## Brano proposto:
I presunti rischi per la salute imputabili alle radiofrequenze usate dalla telefonia mobile sono un tema ancora piuttosto discusso. Negli ultimi decenni numerosi studi hanno cercato di valutarne e quantificarne i potenziali rischi e, sulla base dei risultati ottenuti, sia l’Organizzazione Mondiale della Sanità (OMS) che l’International Agency for Research on Cancer (IARC) hanno indicato come ad oggi non sia stato riscontrato alcun effetto degno di nota (Box 1).

Box 1

L’opinione della IARC sui campi elettromagnetici


L’International Agency for Research on Cancer (IARC) ha classificato i campi elettromagnetici a radiofrequenza nel Gruppo 2B, cioè come “cancerogeni possibili per l’uomo”. Questa categoria viene utilizzata quando un’associazione causale è considerata credibile, ma non esistono dati sufficienti che permettano di trarre conclusioni certe. Questo perché l’effetto del caso, i possibili effetti sistematici legati all’arruolamento dei pazienti, le diverse procedure utilizzate, nonché l’impatto di altri fattori di rischio (come l’età e lo stile di vita) non possono essere esclusi con ragionevole sicurezza. Basti pensare che nella stessa categoria si trova l’aloe vera (presente in un numero sempre maggiore di prodotti per il corpo) e che gli insaccati sono addirittura inseriti nel Gruppo 1, categoria a rischio più elevato rispetto al Gruppo 2. Eppure, anche se tutti sappiamo che non si deve esagerare con i salumi, nessuno di noi li bandirebbe dal supermercato in quanto cancerogeni. Queste classificazioni individuate dalla IARC, infatti, non riguardano quanto sia cancerogena una sostanza, ma quanto siamo certi che lo sia, anche se poco. Ad esempio, anche il fumo di sigaretta fa parte del Gruppo 1, ma - a parità di quantità consumata – le evidenze scientifiche dimostrano che è molto più cancerogeno del salame[3].

## Materiale estratto:
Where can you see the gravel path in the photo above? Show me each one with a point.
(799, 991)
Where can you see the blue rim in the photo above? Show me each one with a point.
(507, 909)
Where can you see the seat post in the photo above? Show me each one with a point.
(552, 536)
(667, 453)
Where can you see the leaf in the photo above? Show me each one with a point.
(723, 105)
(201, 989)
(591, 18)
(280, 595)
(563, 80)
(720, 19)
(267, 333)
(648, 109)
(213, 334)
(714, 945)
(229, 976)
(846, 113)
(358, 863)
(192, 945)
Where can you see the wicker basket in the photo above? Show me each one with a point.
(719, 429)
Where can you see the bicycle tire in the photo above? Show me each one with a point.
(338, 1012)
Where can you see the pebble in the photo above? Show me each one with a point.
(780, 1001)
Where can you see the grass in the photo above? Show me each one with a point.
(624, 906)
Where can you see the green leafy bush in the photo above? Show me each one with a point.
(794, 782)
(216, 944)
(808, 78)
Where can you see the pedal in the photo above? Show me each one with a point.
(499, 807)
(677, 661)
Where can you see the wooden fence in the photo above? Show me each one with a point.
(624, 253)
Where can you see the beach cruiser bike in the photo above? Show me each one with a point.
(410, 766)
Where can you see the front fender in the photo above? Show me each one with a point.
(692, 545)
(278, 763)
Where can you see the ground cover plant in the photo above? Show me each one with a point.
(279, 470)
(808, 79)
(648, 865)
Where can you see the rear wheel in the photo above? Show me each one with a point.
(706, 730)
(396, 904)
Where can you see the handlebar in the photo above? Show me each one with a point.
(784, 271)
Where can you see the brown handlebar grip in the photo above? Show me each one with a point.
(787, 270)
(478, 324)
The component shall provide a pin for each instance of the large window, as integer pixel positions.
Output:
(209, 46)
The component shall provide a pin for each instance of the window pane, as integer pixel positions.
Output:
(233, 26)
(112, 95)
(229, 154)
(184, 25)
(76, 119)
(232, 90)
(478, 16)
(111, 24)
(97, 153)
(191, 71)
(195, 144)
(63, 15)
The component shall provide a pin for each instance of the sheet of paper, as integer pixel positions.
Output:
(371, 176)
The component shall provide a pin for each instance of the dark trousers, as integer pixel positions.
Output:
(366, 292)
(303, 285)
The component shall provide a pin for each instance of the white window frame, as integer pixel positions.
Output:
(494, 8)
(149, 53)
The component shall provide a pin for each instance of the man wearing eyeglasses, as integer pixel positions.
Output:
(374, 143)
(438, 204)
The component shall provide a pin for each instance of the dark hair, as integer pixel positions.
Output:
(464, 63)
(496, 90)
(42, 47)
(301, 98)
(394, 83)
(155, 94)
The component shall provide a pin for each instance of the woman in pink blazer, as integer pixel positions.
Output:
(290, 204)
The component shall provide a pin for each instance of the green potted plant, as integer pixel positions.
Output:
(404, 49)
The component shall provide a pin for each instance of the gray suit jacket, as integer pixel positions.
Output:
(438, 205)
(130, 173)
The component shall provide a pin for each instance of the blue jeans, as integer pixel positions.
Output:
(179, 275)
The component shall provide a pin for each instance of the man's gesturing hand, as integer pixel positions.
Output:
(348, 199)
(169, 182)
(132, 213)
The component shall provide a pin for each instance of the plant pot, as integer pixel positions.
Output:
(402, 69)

## Domande di studio:
1. Traduci in inglese questa frase del testo sulle radiofrequenze: "Questa categoria viene utilizzata quando un’associazione causale è considerata credibile, ma non esistono dati sufficienti che permettano di trarre conclusioni certe."
2. Prosegui il testo sulle radiofrequenze della telefonia mobile a partire dalla sua ultima frase.
Le righe provengono da una fonte diversa.

## Soluzioni degli esercizi:
1. This category is used when a causal association is considered credible, but there are insufficient data to draw firm conclusions.

2.
D’altra parte, il crescente utilizzo dei cellulari e la mancanza di dati sul loro uso per periodi superiori a 15 anni giustificano ulteriori ricerche per poter verificare la validità o meno dei dubbi e delle incertezze legati all’utilizzo di questi apparecchi. In particolare, data la popolarità dell'uso del cellulare tra i giovani, che implica una maggiore esposizione, l’OMS ha promosso ulteriori studi per indagare i potenziali effetti sulla salute nei bambini e negli adolescenti[4].

All’interno di questo quadro, gli autori dello studio dell’Istituto Ramazzini dichiarano di essere riusciti a evidenziare chiari effetti nocivi per la salute legati a determinate radiofrequenze ed esortano la IARC a rivedere la sua posizione.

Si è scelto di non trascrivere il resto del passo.